* _Teks Bacaan_
Ian Mc Leod, Teori hukum adalah suatu yang mengarah kepada analisis teoritik secara sistematis terhadap sifat-sifat dasar hukum, aturan-aturan hukum atau intitusi hukum secara umum.

John Finch, Teori hukum adalah studi yang meliputi karakteristik esensial pada hukum dan kebiasaan yang sifatnya umum pada sutau sistem hukum yang bertujuan menganalisis unsure-unsur dasar yang membuatnya menjadi hukum dan membedakannya dari peraturan-peraturan lain.

Jan Gijssels dan Mark van Hocke, Teori hukum adalah ilmu yang bersifat menerangkan atau menjelaskan tentang hukum. Teori hukum merupakan disiplin mandiri yang perkembangannya dipengaruhi dan sangat terkait dengan ajaran hukum umum. Mereka memandang bahwa ada kesinambungan antara Ajaran Hukum Umum dalam dua aspek sebagai berikut[4]

  • Teori hukum sebagai kelanjutan dari Aaran Hukum Umum memiliki objek disiplin mandiri, diantara dogmatik hukum di satu sisi dan filsafat hukum di sisi lain. Dewasa ini teori hukum diakui sebagai disiplin ketiga disamping untuk melengkapi filsafat hukum dan dogmatik hukum, masing-masing memiliki wilayah dan nilai sendiri-sendiri.

* _Daftar Tugas_
1. Menurut teks tentang teori hukum, sebagai disiplin keberapakah teori hukum diakui dewasa ini?
2. Terjemahkan kalimat dari teks tentang teori hukum berikut ke dalam bahasa Inggris: "Teori hukum merupakan disiplin mandiri yang perkembangannya dipengaruhi dan sangat terkait dengan ajaran hukum umum."
3. Tuliskan kembali dengan tepat bagian teks tentang teori hukum yang dimulai dengan "Jan Gijssels dan" dan berlanjut sampai "dan nilai sendiri-sendiri.".

* _Data yang Disediakan_
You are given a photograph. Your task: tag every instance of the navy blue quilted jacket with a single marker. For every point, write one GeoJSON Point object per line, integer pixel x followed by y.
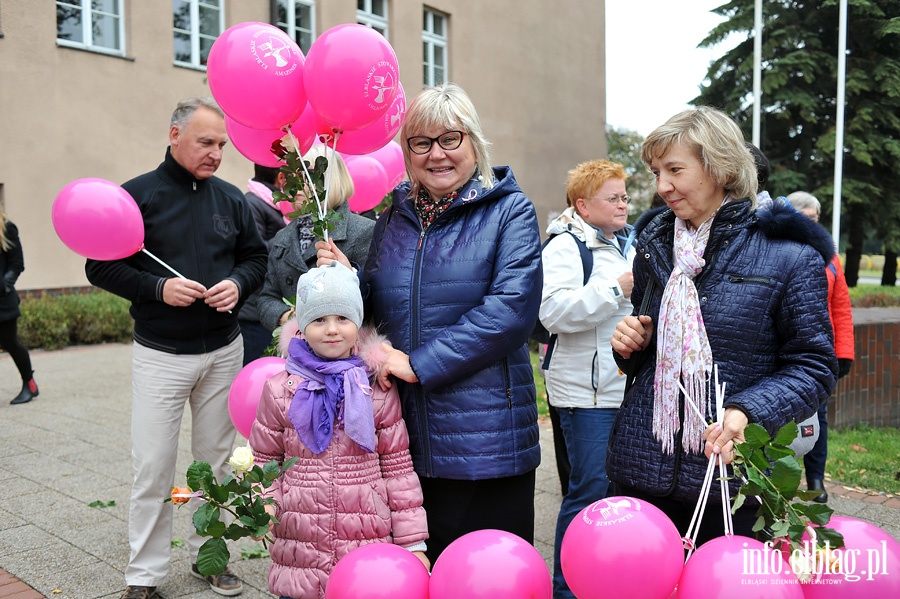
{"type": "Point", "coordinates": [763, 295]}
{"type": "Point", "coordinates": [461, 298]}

---

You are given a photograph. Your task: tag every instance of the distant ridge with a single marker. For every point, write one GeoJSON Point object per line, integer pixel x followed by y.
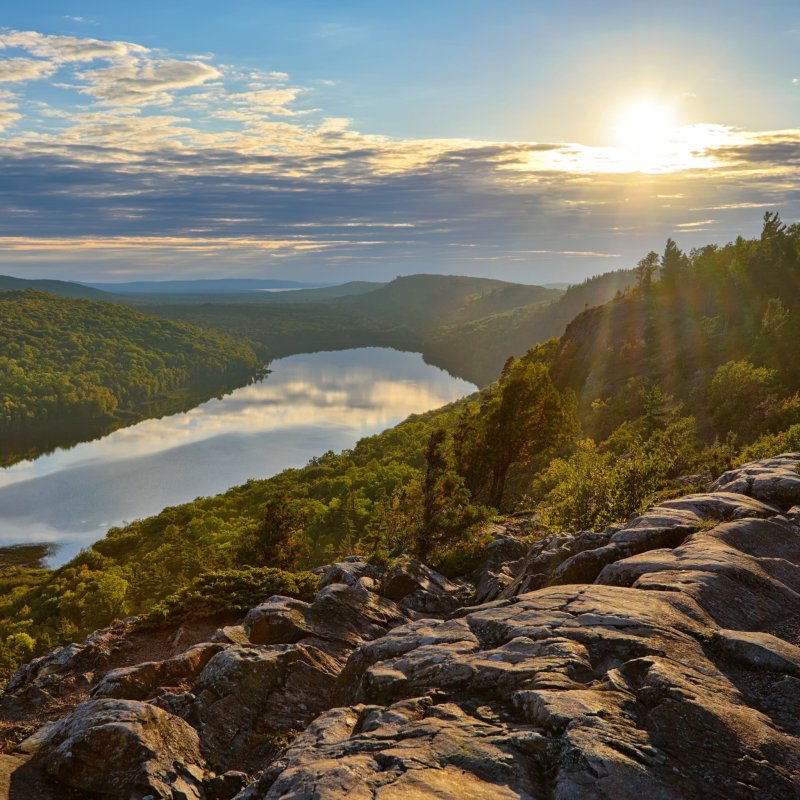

* _Hasil Tugas_
1. Teori hukum diakui sebagai disiplin ketiga, di samping filsafat hukum dan dogmatik hukum.

2. Legal theory is an independent discipline whose development is influenced by and closely tied to general legal doctrine.

3.
Jan Gijssels dan Mark van Hocke, Teori hukum adalah ilmu yang bersifat menerangkan atau menjelaskan tentang hukum. Teori hukum merupakan disiplin mandiri yang perkembangannya dipengaruhi dan sangat terkait dengan ajaran hukum umum. Mereka memandang bahwa ada kesinambungan antara Ajaran Hukum Umum dalam dua aspek sebagai berikut[4]

  • Teori hukum sebagai kelanjutan dari Aaran Hukum Umum memiliki objek disiplin mandiri, diantara dogmatik hukum di satu sisi dan filsafat hukum di sisi lain. Dewasa ini teori hukum diakui sebagai disiplin ketiga disamping untuk melengkapi filsafat hukum dan dogmatik hukum, masing-masing memiliki wilayah dan nilai sendiri-sendiri.